THE TASK: State how many lines in the rows below contain the string "jeans", with case counted. Give only the number.

PROVIDED DATA:
— BEGIN —

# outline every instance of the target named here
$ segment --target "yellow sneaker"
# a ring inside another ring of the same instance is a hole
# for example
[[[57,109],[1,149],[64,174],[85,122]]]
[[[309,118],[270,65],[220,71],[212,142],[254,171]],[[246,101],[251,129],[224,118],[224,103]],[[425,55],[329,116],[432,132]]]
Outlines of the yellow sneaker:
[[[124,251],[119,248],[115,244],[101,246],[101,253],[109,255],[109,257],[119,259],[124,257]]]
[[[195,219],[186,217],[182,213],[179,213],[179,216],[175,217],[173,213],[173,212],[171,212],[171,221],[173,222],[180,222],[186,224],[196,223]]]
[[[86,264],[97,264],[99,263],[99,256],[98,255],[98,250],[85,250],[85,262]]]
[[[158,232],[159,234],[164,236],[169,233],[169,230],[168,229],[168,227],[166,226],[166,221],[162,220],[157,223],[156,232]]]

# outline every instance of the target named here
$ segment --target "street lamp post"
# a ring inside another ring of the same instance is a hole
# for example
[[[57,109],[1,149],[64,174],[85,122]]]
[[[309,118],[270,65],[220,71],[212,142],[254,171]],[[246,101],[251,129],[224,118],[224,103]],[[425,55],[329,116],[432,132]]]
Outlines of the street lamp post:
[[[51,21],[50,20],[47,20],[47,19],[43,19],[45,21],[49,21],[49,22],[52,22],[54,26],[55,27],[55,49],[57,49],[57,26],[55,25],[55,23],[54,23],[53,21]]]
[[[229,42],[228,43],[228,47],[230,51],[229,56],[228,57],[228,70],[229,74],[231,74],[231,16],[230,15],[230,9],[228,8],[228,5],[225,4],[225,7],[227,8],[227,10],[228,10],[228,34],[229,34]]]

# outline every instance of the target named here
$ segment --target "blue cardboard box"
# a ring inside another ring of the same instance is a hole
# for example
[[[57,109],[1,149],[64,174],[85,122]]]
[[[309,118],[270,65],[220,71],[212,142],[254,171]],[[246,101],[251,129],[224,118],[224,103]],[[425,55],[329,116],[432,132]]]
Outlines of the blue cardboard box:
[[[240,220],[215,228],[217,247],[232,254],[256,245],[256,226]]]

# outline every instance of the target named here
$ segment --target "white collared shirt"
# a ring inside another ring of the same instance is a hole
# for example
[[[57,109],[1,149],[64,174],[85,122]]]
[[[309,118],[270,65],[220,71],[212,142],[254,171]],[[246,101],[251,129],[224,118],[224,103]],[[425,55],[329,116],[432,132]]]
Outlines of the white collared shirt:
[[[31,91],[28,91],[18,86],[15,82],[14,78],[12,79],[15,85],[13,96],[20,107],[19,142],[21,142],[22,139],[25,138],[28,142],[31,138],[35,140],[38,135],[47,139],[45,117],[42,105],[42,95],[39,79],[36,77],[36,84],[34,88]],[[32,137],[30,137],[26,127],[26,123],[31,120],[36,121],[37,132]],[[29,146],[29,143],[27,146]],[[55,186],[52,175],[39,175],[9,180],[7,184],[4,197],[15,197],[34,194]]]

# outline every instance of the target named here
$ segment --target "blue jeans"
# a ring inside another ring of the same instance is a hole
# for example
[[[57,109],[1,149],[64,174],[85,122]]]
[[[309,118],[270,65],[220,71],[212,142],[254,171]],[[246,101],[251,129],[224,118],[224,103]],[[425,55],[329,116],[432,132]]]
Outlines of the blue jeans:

— END —

TASK ANSWER: 2